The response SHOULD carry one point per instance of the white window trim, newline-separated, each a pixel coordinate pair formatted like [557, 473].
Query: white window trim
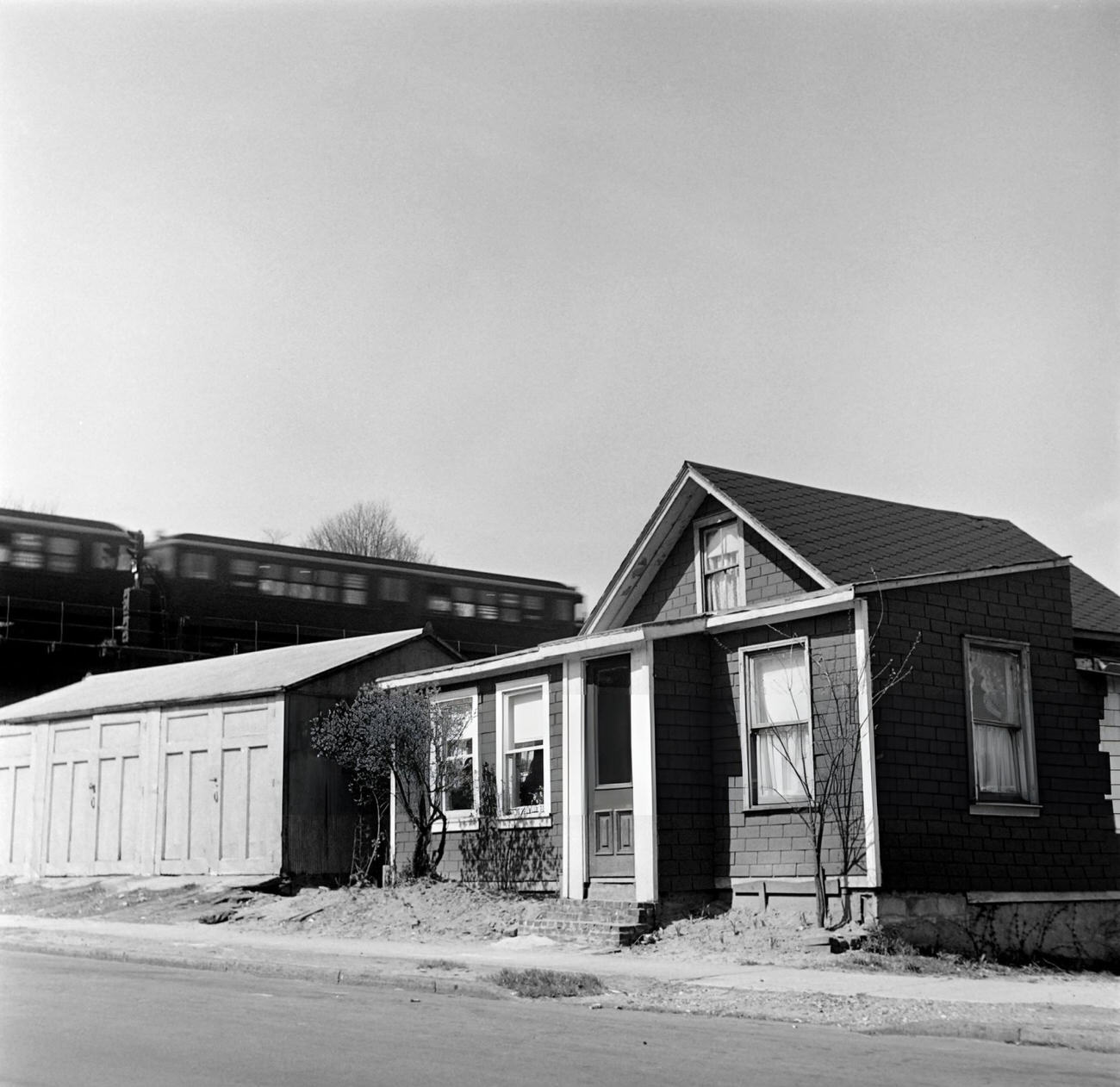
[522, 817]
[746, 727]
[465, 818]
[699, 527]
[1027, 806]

------------------------------------------------------------

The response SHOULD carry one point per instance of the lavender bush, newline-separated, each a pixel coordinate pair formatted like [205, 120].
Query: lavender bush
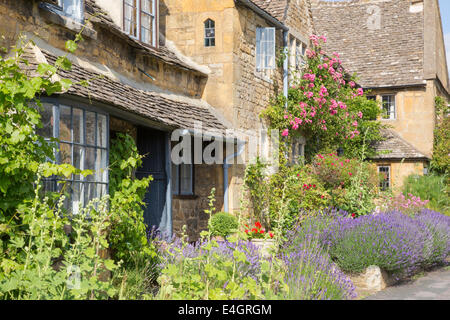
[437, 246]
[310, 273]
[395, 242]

------------------------------------------------------------

[Exercise instructions]: Reproduce the rows from the line with "The response SHOULD carry one point per instance of the white" to the line with "[1027, 806]", swapping "window trim" for "window frame" and keeping everything else the same. Leave the picture out.

[Output below]:
The response SHOULD carry one point per instance of the white window frame, newline-separated, each a pixel coordinate pair formatted like [557, 473].
Query: white window frame
[522, 817]
[746, 727]
[465, 818]
[699, 527]
[1027, 806]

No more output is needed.